Task requirements – Show every line below that contains the string "rough". Case counts.

Records supplied –
┄┄┄┄┄┄

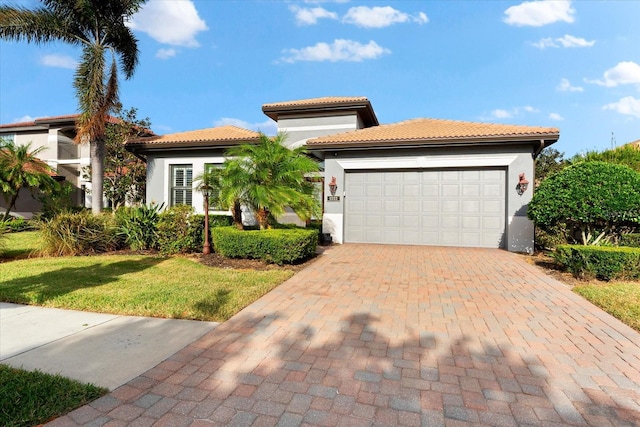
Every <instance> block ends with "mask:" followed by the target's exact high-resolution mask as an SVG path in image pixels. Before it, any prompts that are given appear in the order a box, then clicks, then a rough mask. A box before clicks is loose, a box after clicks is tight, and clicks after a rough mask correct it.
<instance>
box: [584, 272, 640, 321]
mask: <svg viewBox="0 0 640 427" xmlns="http://www.w3.org/2000/svg"><path fill="white" fill-rule="evenodd" d="M573 291H574V292H575V293H577V294H578V295H582V296H583V297H584V298H586V299H587V300H589V301H591V303H593V304H594V305H596V306H598V307H600V308H601V309H603V310H604V311H606V312H607V313H609V314H611V315H612V316H613V317H616V318H617V319H619V320H621V321H622V322H623V323H626V324H627V325H629V326H631V327H632V328H633V329H635V330H637V331H640V284H639V283H607V284H592V283H589V284H584V285H578V286H575V287H574V288H573Z"/></svg>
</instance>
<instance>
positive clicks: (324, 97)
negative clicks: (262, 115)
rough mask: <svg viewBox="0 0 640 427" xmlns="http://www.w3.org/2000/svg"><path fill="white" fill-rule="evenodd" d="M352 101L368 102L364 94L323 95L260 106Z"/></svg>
mask: <svg viewBox="0 0 640 427" xmlns="http://www.w3.org/2000/svg"><path fill="white" fill-rule="evenodd" d="M354 102H369V100H368V99H367V98H366V97H365V96H324V97H321V98H309V99H298V100H295V101H283V102H273V103H270V104H264V105H263V106H262V108H263V109H264V108H281V107H297V106H301V107H309V106H316V105H328V104H329V105H330V104H353V103H354Z"/></svg>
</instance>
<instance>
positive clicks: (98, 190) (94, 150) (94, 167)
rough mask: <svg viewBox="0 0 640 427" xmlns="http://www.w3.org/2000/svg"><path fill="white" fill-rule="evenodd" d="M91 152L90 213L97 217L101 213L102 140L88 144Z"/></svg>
mask: <svg viewBox="0 0 640 427" xmlns="http://www.w3.org/2000/svg"><path fill="white" fill-rule="evenodd" d="M89 150H90V152H91V212H93V214H94V215H98V214H99V213H101V212H102V196H103V188H102V187H103V181H104V152H105V148H104V139H102V138H99V139H97V140H95V141H91V142H90V143H89Z"/></svg>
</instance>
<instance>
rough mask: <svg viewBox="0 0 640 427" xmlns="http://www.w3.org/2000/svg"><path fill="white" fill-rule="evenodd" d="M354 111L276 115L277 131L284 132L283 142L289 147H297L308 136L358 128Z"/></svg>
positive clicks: (314, 137)
mask: <svg viewBox="0 0 640 427" xmlns="http://www.w3.org/2000/svg"><path fill="white" fill-rule="evenodd" d="M359 126H360V125H359V121H358V116H357V114H356V113H345V114H344V115H335V114H333V115H330V116H318V117H299V116H294V117H287V116H280V117H278V132H285V133H286V134H287V139H286V141H285V144H286V145H287V146H289V147H299V146H300V145H302V144H304V143H305V142H306V141H307V139H309V138H317V137H319V136H325V135H333V134H336V133H340V132H347V131H350V130H355V129H358V128H359Z"/></svg>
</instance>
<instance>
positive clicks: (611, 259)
mask: <svg viewBox="0 0 640 427" xmlns="http://www.w3.org/2000/svg"><path fill="white" fill-rule="evenodd" d="M554 258H555V259H556V261H557V262H558V263H559V264H560V265H562V266H564V268H566V269H567V270H568V271H570V272H571V273H573V274H574V275H575V276H577V277H583V278H593V277H596V278H598V279H601V280H625V279H639V278H640V248H627V247H615V246H582V245H560V246H558V247H557V248H556V252H555V254H554Z"/></svg>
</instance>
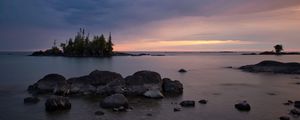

┄┄┄┄┄┄

Exercise response –
Every <instance> block ends with "mask:" followed by the target's exact high-resolution mask as an SVG path in image pixels. Before it, any prompts that are given appear in the order a box, then clicks, then a rough mask. A box before clicks is loose, a box after clicks is tight, and clicks after a rough mask correct it.
rough mask: <svg viewBox="0 0 640 427" xmlns="http://www.w3.org/2000/svg"><path fill="white" fill-rule="evenodd" d="M352 101L368 102L364 94L323 95L260 106Z"/></svg>
rough mask: <svg viewBox="0 0 640 427" xmlns="http://www.w3.org/2000/svg"><path fill="white" fill-rule="evenodd" d="M91 152L90 213L97 217L101 213L102 140L88 144Z"/></svg>
rough mask: <svg viewBox="0 0 640 427" xmlns="http://www.w3.org/2000/svg"><path fill="white" fill-rule="evenodd" d="M354 111L276 115L277 131L284 132L283 142L289 147H297L308 136L358 128Z"/></svg>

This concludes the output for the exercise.